• PROBLEM
In the entries below, every line with the string "using" is to be reported.

[Records from a collection]
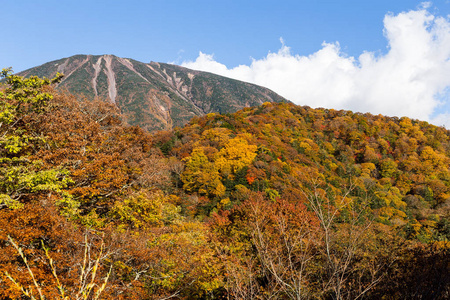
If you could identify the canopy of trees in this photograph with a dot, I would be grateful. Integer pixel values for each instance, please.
(272, 202)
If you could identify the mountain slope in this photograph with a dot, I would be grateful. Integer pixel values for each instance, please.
(155, 95)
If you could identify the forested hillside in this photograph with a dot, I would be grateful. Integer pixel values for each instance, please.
(271, 202)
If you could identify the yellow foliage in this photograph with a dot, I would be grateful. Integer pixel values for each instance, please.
(201, 175)
(236, 154)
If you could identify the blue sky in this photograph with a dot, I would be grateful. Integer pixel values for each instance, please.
(244, 33)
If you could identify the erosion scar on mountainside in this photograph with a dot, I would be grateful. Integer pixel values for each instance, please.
(111, 79)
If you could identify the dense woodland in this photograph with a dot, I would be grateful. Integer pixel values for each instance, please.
(271, 202)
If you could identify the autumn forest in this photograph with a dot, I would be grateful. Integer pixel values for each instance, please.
(276, 201)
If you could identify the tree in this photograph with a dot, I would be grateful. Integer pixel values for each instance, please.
(22, 102)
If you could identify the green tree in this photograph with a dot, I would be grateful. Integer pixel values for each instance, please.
(22, 101)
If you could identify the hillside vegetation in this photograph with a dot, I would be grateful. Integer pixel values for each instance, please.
(153, 96)
(271, 202)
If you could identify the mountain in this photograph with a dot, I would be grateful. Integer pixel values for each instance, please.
(153, 96)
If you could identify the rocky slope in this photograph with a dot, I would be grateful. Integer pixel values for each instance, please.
(154, 95)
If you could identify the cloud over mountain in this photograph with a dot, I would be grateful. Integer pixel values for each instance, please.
(411, 79)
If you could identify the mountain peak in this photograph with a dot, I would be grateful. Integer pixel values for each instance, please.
(153, 95)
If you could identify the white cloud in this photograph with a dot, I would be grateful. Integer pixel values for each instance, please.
(411, 79)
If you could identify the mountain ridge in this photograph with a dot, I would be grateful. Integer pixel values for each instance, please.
(153, 95)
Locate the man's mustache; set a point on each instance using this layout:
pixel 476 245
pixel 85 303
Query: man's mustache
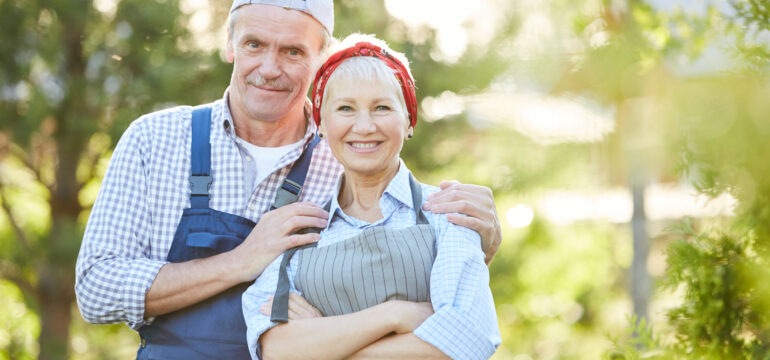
pixel 273 84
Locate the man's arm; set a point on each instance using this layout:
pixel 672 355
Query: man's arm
pixel 179 285
pixel 115 279
pixel 478 204
pixel 113 271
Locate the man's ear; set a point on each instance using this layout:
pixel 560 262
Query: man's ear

• ANSWER SECTION
Locate the man's mustache; set a point on each instance using this layout:
Locate the man's arm; set a point on each instance using this layout:
Locate the man's ear; set a point on each instance using this layout:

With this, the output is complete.